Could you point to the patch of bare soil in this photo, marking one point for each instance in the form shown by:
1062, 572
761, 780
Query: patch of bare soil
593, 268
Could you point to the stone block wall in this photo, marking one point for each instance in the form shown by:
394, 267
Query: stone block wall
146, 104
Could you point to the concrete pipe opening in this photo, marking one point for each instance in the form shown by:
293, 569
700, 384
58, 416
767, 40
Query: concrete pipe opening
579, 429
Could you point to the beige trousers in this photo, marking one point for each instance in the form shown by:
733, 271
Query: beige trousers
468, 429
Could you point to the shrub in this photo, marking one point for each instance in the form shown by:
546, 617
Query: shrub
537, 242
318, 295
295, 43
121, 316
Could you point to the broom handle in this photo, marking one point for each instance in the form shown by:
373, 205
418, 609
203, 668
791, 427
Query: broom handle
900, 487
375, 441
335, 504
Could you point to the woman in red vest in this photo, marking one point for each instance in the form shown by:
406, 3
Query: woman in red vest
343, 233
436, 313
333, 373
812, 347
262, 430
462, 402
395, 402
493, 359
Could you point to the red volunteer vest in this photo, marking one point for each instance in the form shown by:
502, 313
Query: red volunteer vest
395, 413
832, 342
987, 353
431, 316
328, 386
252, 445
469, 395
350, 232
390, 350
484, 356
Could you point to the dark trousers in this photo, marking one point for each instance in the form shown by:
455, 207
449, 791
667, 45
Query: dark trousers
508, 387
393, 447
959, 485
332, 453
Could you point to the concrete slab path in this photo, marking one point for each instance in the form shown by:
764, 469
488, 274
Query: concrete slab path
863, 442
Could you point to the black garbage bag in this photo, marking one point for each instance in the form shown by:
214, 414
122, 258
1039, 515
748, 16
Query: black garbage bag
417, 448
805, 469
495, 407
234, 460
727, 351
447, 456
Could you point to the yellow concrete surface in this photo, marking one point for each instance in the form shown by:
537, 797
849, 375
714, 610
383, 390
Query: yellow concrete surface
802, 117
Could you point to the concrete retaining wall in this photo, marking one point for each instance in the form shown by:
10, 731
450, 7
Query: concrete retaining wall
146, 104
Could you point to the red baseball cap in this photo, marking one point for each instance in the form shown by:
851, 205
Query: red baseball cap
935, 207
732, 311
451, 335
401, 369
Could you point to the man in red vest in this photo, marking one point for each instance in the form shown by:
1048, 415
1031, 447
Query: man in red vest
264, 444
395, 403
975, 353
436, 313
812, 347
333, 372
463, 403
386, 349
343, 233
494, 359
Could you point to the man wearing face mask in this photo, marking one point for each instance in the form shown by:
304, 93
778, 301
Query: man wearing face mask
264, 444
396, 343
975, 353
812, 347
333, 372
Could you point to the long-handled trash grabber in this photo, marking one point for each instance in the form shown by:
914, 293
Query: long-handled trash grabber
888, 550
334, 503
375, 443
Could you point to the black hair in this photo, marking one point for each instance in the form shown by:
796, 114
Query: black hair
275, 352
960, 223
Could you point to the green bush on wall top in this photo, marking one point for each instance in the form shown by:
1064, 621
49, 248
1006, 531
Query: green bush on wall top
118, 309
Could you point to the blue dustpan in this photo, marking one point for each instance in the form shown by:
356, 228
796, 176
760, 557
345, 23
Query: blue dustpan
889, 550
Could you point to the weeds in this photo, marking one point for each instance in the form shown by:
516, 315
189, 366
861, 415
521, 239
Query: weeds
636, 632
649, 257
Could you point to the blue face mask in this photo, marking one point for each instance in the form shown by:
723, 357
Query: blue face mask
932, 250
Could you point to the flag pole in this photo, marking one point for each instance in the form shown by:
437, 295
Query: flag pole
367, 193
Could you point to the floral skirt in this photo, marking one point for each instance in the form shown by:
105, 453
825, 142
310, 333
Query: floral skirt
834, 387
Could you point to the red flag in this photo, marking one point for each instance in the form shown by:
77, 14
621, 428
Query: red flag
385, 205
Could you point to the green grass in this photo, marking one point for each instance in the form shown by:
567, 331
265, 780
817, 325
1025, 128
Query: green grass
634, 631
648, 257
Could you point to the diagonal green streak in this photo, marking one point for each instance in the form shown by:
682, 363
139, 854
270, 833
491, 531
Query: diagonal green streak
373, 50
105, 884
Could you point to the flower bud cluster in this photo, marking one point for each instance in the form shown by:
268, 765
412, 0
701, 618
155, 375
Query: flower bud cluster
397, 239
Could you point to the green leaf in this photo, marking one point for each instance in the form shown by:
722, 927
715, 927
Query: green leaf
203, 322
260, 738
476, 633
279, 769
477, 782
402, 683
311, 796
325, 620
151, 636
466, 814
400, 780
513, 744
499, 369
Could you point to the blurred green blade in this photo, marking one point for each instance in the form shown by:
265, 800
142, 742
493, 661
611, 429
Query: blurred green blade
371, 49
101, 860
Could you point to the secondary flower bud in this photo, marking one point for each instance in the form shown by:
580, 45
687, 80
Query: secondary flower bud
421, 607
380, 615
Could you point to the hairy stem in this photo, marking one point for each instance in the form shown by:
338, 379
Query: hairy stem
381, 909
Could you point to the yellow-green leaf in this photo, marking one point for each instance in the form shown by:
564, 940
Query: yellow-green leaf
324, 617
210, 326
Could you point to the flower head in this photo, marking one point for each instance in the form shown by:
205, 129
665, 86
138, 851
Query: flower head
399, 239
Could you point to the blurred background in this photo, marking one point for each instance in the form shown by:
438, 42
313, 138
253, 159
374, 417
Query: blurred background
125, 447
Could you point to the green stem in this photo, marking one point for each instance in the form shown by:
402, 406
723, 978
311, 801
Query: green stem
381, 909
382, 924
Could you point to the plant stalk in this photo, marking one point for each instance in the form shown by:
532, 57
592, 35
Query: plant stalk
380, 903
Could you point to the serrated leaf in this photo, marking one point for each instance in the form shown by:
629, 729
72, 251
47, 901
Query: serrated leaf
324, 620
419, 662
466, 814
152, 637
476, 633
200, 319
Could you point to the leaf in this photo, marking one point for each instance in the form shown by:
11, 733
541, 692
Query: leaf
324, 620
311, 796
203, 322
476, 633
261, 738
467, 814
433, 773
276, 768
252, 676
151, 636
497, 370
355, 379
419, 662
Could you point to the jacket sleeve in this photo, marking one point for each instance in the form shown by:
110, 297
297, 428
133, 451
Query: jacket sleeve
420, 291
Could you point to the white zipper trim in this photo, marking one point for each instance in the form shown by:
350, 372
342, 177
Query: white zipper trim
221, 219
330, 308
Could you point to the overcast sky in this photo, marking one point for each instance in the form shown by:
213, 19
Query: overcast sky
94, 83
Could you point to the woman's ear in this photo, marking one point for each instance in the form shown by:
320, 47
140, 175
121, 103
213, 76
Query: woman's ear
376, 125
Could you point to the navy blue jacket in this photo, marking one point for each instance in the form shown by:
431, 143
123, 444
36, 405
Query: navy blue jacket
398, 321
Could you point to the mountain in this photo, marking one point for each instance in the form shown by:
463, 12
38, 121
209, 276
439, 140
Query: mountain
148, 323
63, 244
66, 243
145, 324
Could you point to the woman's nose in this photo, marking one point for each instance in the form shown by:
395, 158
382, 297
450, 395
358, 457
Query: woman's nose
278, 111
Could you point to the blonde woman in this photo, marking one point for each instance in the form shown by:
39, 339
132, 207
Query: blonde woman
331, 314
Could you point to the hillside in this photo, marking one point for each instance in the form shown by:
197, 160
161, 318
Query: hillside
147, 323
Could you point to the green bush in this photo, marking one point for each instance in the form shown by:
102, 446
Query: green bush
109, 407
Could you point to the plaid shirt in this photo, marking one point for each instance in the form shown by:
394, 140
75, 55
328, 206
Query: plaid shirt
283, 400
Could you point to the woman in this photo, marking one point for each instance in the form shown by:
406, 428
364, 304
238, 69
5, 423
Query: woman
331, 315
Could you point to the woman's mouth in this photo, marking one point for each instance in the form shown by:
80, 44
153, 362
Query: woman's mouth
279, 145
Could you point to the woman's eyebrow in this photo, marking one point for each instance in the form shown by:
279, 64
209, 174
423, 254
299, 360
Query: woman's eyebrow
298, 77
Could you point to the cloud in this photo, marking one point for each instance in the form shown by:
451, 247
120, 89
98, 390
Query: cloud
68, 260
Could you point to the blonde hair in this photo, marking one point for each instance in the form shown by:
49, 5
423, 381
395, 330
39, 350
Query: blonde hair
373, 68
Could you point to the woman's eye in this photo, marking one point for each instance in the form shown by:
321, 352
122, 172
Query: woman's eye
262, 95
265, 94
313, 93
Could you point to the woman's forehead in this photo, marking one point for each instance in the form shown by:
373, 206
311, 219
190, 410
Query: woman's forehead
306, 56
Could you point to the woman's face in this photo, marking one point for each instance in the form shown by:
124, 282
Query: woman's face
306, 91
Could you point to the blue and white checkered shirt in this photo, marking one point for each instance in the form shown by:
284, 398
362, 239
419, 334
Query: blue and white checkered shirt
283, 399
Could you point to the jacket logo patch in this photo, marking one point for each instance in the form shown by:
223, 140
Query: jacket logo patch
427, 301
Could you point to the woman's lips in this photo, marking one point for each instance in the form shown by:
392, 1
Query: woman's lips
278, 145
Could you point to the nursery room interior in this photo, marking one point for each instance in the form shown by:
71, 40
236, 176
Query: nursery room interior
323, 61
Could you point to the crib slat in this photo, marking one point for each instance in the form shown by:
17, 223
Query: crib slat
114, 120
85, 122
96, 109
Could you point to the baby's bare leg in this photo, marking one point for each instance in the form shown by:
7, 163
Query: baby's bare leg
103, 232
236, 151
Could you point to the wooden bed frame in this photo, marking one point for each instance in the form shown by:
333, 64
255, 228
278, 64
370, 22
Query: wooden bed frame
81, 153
----
* _Directions for this task_:
All lines from the one that contains "Could you point to the woman's face" through the end of the material are to be quoted exactly, with both ends included.

* _Problem solution_:
Could you point to the woman's face in this photo, marking one point for each instance in the form shown by:
124, 282
Query: woman's face
306, 91
Could you point to the blue and white checkered shirt in this photo, marking one point for each instance in the form shown by:
284, 398
362, 239
419, 334
Query: blue and white checkered shirt
283, 399
Could you point to the jacket logo patch in this photo, marking one point for each instance in the form shown by:
223, 140
Query: jacket logo patch
427, 301
Could you point to the woman's lips in this photo, marking one point for each instance in the form shown by:
392, 1
Query: woman's lips
278, 145
Could you point to the nursery room interior in this photo, marking one point for each instance in the form shown by:
71, 40
236, 176
Query: nursery room interior
323, 61
Could you point to the crib slat in this photo, marking one point for each instance in the form shown by:
17, 223
Query: crib slat
114, 120
85, 122
96, 109
Could you point to the baby's bare leg in this photo, marking one point for each instance in the form shown by:
7, 163
Query: baby's bare leg
103, 232
236, 151
Could you point to the wooden bed frame in this photo, marking one point for each instance in the form shown by:
333, 64
255, 228
278, 64
370, 22
Query: wooden bed frame
81, 153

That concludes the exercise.